## [Extrait du texte]
══════════════════════════════
Le piège de la séduction
Nous constatons le recours à
des partenariats public-privé pour la construction d’infrastructures dans le
monde et notamment en Afrique. Quand un gouvernement est à court d’argent, ce
mécanisme de financement est devenu de plus en plus populaire. Pour un pays
comme la Chine, l’infrastructure a été un élément clé dans leur développement,
car elle grandissait et elle a finalement été génératrice de revenus pour payer
la dette. Par contre, pour l’Espagne, cela n’a pas été un succès. L’Espagne a
construit des autoroutes que personne n’utilise, des aéroports qui ne sont pas
du tout utilisés. Conséquemment, les recettes fiscales pour rembourser les
dettes n’étaient pas disponibles. La raison principale pour laquelle les
gouvernements font appel à un partenariat public-privé est le manque de
ressources pour la construction d’infrastructures. Par exemple, le Sénégal a
fait appel à ce partenariat public-privé pour la construction de l’autoroute
Ila Touba. Pour un pays comme la Chine, l’infrastructure a été un élément clé
dans leur développement, car elle grandissait et elle a finalement été
génératrice de revenus pour payer la dette. En échange, le Sénégal leur a donné
le droit d’exploiter l’autoroute et d’en tirer des revenus. La question est
alors de savoir si les revenus ne sont pas affichés, qui paie la facture ? Le
gouvernement, bien évidemment, sera responsable de la facture. Il y a eu des
pays en Europe qui avaient recours au partenariat public-privé pour la
construction de chemins de fer ; quand les revenues n’ont pas suivi, ces pays
ont eu du mal à rembourser la dette et ils ont dû renégocier les contrats et
dans certains cas, ils ont simplement fait défaut. En principe, avant de
commencer la construction, une compensation est demandée au départ pour amortir
les risques. Le gouvernement peut par contre de son propre argent ériger une
infrastructure sans se soucier des avantages économiques. Dans le cas de la
construction de l’autoroute Ila Touba, la Chine ne s’est pas souciée de savoir
si elle allait tirer profit de ce projet à cause du grand risque. À titre
d’exemple, nous analyserons le cas du Sri Lanka. Chaque fois que le président
du Sri Lanka demandait aux Chinois de lui prêter de l’argent dans le cadre d’un
ambitieux projet portuaire, la réponse était favorable. Malgré que des études
de faisabilité aient indiqué le non-fonctionnement du port, malgré le refus des
prêteurs fréquent comme l’Inde, malgré la dette galopante du pays, la Chine a
répondu favorablement. Quelques années plus tard, le projet de développement du
port de Hambantota a été un échec comme prévu malgré qu’elle soit sur l’une des
voies de navigation les plus fréquentées au monde. En 2012, le port n’a attiré
qu’une trentaine de navires. Le gouvernement du Sri Lanka a eu du mal à
rembourser la dette contractée. Après des mois de négociations, le gouvernement
a cédé le port avec 15 000 acres de terre à la Chine pour 99 ans. Quand le
Sénégal a fait recours à la Chine pour la construction de son autoroute Ila
Touba, une étude sérieuse n’a pas été faite, car la Chine se fera rembourser
d’une manière ou d’une autre. L’exemple du Sri Lanka nous montre que la Chine
avait ses yeux sur ce port, car elle est à une position stratégique le long
d’une voie navigable commerciale et militaire très cruciale. Cela nous montre
aussi l’utilisation des prêts et aides chinois pour gagner de l’influence dans
le monde entier. Ce que nous devons faire en tant que nation responsable, c’est
nous demander est ce que cet investissement est sensé ou nous en sommes et le
sera-t-il dans les prochaines années à venir ? Il faut dans tous les cas éviter
ce que j’appellerai l’argument de la jalousie, qui est l’argument qui a
commencé la crise immobilière aux Etats Unis. Chacun voulait une maison aussi
belle ou aussi grande que la maison de son ami, parent ou voisin au lieu de se
demander si le besoin était présent.
══════════════════════════════
## [Consigne 1]
Extrayez de la liste toutes les lignes qui contiennent le mot « black ».
══════════════════════════════
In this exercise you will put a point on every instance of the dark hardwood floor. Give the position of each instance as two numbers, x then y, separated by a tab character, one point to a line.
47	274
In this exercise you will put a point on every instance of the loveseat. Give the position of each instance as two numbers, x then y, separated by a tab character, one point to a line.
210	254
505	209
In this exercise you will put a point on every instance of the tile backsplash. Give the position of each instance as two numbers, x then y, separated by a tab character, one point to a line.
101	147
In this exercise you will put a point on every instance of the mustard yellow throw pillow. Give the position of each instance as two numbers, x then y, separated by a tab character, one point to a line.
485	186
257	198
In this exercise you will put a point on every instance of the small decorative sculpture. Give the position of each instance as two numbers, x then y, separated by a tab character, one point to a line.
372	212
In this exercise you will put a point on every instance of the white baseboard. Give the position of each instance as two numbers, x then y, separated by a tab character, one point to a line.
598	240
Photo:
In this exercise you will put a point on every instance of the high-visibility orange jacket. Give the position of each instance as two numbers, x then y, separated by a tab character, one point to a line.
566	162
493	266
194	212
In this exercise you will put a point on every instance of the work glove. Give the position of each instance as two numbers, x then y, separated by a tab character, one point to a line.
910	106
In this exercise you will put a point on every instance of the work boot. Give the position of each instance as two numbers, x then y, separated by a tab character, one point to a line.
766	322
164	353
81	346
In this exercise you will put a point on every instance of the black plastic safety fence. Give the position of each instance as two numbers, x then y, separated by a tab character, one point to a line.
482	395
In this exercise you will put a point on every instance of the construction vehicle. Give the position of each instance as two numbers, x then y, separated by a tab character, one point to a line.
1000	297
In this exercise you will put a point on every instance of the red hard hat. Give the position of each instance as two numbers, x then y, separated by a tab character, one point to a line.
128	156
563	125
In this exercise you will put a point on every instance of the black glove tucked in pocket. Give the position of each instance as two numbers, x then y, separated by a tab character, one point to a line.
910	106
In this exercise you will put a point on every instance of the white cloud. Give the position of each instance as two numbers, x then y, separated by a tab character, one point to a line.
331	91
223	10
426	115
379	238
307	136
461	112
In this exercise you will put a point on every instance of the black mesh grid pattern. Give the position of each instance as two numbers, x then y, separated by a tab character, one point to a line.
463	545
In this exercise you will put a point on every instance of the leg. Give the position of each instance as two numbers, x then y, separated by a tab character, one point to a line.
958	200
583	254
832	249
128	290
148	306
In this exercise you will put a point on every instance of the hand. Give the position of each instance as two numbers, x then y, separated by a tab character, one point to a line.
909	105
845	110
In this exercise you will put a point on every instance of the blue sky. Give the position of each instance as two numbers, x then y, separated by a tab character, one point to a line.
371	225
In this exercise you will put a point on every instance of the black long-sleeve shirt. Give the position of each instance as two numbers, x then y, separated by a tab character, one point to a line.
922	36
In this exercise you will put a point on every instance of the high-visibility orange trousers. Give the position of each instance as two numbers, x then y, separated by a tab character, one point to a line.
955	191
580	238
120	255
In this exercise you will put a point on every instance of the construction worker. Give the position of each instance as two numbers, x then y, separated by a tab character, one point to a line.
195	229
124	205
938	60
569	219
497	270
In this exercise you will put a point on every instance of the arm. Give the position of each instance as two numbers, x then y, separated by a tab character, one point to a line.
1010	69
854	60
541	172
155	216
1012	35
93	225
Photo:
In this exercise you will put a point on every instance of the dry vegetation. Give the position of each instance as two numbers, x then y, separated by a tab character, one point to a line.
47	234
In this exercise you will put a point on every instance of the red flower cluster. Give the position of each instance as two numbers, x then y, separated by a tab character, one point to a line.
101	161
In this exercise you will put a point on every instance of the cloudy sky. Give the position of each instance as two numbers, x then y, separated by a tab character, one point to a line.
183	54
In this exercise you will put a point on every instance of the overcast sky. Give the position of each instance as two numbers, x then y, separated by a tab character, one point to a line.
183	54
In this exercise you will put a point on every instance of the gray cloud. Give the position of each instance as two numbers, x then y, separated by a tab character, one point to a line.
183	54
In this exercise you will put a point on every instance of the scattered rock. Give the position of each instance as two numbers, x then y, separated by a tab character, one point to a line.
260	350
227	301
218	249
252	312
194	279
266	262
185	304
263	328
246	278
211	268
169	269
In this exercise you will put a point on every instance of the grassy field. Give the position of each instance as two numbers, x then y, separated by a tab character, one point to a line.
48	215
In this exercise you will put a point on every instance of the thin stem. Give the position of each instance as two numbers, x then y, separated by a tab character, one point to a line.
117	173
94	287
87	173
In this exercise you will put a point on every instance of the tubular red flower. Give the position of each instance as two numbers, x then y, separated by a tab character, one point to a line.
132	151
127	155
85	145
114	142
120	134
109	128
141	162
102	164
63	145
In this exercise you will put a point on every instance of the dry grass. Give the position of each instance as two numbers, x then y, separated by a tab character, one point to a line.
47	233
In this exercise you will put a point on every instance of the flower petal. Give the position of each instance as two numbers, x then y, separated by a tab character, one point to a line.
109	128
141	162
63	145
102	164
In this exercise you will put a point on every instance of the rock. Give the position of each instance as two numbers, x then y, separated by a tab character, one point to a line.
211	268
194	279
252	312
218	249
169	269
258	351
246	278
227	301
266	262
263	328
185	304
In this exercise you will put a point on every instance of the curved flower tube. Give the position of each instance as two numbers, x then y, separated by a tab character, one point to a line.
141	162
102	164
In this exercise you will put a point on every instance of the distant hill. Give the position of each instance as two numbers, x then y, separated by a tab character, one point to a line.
══════════════════════════════
## [Consigne 2]
Relevez tous les pays nommés dans le texte sur les partenariats public-privé.

## [Réponse finale 1]
In this exercise you will put a point on every instance of the black plastic safety fence. Give the position of each instance as two numbers, x then y, separated by a tab character, one point to a line.
In this exercise you will put a point on every instance of the black glove tucked in pocket. Give the position of each instance as two numbers, x then y, separated by a tab character, one point to a line.
In this exercise you will put a point on every instance of the black mesh grid pattern. Give the position of each instance as two numbers, x then y, separated by a tab character, one point to a line.
In this exercise you will put a point on every instance of the black long-sleeve shirt. Give the position of each instance as two numbers, x then y, separated by a tab character, one point to a line.

## [Réponse finale 2]
Chine, Espagne, Sénégal, Sri Lanka, Inde, Etats Unis